- **Testo estratto**:
|---|
Ricordare la propria storia è utile e importante per diverse ragioni che ruotano intorno alla tua identità. Raccontandola noti elementi di continuità, eccezioni e scopri i motivi dei tuoi comportamenti di oggi. Tutto questo è utile anche solo per conoscenza; utilissimo se cerchi un cambiamento.

Il genogramma è uno strumento per raccontare la storia della propria famiglia.

Utilizzato durante un percorso psicologico, ti aiuta a dare un senso ad alcuni passaggi esistenziali, a scoprire dei perché e a mettere in azione nuovi comportamenti per non ricadere in schemi antichi.

Una rappresentazione grafica di…

Il genogramma rappresenta graficamente la storia familiare, di solito di tre generazioni (nonni, genitori e figli) e ne ricava informazioni sulle relazioni, le alleanze, i conflitti, le modalità educative, i ruoli di ogni membro familiare.

Come in un club, si registrano partecipanti attivi e passivi, chi non c’è più, chi ha scelto di uscire dal club o è stato bandito dal club, chi ha ruolo di leader e chi di gregario.

Quando puoi trovarlo utile 

 

Ti è utile quando ti stai facendo domande sui perché.

Penso ai perché che hanno a che vedere con le relazioni familiari, certo, ma non solo.

Ci sono anche quelli legati ai tuoi comportamenti  e alle tue scelte di vita, ai comportamenti che si ripetono nel tempo e ti sembrano intrappolarti o metterti nei guai. Oppure i perché legati al fatto che non vuoi un figlio o alla tua volontà di una carriera lavorativa di prestigio; il perché di alcune paure, perché hai così paura di iniziare una relazione d’amore o perché passi da una relazione all’altra…

Il genogramma, attraverso il suo disegno, ti aiuta a vedere ipotetici perché e iniziare a capirti.

Ti è utile quando desideri riappropriarti del legame con le persone care e con te stesso/a

In caso di lutto, di perdita del lavoro, di una separazione o di un divorzio; in caso di dubbi sulla tua identità sessuale, sul desiderio di avere un figlio…

Come funziona la creazione del genogramma?

francesca-fontanella-psicologo-genogramma

Si inizia con il racconto della storia familiare.

Libero, vè, ché una delle cose utili è lasciare che emerga da sé ciò che può avere rilievo! Ciò non toglie che lo psicologo possa fare domande per chiarire passaggi o gradi di parentela o per conoscere meglio il tipo di relazione e legame che c’è tra te e qualche altro membro familiare o tra i diversi membri familiari.
|---|
- **Sezione dati**:
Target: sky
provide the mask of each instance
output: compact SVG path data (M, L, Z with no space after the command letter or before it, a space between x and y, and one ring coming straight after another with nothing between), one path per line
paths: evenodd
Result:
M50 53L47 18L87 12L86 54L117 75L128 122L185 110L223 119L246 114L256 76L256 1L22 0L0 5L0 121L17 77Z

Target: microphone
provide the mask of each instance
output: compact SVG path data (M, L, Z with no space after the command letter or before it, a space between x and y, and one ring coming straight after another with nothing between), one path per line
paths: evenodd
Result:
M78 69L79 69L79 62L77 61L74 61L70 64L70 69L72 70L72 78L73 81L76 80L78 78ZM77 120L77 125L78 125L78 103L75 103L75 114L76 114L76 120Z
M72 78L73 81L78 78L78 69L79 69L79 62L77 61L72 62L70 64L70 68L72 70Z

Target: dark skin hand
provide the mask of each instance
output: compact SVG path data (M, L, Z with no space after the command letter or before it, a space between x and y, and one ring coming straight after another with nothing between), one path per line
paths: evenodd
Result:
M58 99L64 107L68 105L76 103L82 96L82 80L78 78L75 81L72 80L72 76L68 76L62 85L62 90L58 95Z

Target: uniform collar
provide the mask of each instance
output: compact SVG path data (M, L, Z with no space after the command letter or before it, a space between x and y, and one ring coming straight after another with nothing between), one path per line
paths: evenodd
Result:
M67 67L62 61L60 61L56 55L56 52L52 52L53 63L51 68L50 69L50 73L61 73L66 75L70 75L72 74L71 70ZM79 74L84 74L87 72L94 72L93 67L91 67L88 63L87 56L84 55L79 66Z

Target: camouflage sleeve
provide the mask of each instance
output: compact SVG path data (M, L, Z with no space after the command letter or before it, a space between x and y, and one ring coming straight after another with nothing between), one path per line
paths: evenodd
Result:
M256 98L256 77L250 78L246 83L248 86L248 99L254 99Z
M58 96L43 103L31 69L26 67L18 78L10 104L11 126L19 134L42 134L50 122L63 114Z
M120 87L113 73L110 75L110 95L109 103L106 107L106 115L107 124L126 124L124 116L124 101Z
|---|
- **Da fare**:
**a)** Nel testo sul genogramma, perché il racconto della storia familiare con cui si inizia è libero? Rispondi in una-tre frasi.
**b)** Prosegui il testo sul genogramma dopo l'ultima frase riportata.
Le voci provengono da un'altra fonte.

- **Risposte ai compiti**:
**a)** Il racconto è libero perché una delle cose utili è lasciare che emerga da sé ciò che può avere rilievo.

**b)**
Attraverso il racconto, si inizia a creare il disegno del genogramma.

Due modi per costruire un genogramma

Personalmente sfrutto due modalità diverse, in base alla situazione:

  1. Raccolgo la narrazione e le informazioni che offre, costruisco il grafico e lo condivido con la persona affinchè possa modificare, aggiungere, personalizzare il genogramma;
  2. Aiuto la persona a costruire il grafico in autonomia, durante la narrazione.

La scelta dipende da diversi fattori, tra cui anche il tipo di consulenza – in studio o online -.

Cosa non è il genogramma

 

Il genogramma non è un albero genealogico

Può capitare che nel genogramma siano rappresentati con maggiore rilievo cugini acquisiti o amici anziché familiari con un grado di parentela più stretto. In un’ottica di Club di Vita, i membri hanno un’importanza determinata da fatti, legami, ricordi e non dal bagaglio genetico.

Il genogramma non è uno strumento previsionale

Non serve, cioè, per dirti cosa accadrà nella tua vità, ma riposizionerà con ordine i fatti accaduti a te e quelli che sai essere accaduti a chi prima di te, per identificare filoni narrativi che ti portano ad avere le convinzioni e i valori di oggi.

Il genogramma non dice chi è giusto e chi è sbagliato.

Se cerchi un modo per fare il processo alle persone che fanno parte della tua storia, il genogramma non fa per te. Il suo scopo è metterti a contatto con somiglianze, differenze, possibili schemi che si ripetono, con la cultura familiare e la tua volontà di rispettarla o disattenderla. Nessuno è giusto e nessuno è sbagliato.

Per chi è indicato 

Per tutte le persone che sanno di avere una storia da cui non possono prescindere e sfruttano questa consapevolezza per alimentare la curiosità verso di sé.

Quello che sta accadendo ora nella tua vita dipende, anche, da quello che è capitato prima di oggi a te e a chi ti è stato accanto – permeando, con la sua esperienza, anche la tua vita -.

E se sai poco della tua storia familiare?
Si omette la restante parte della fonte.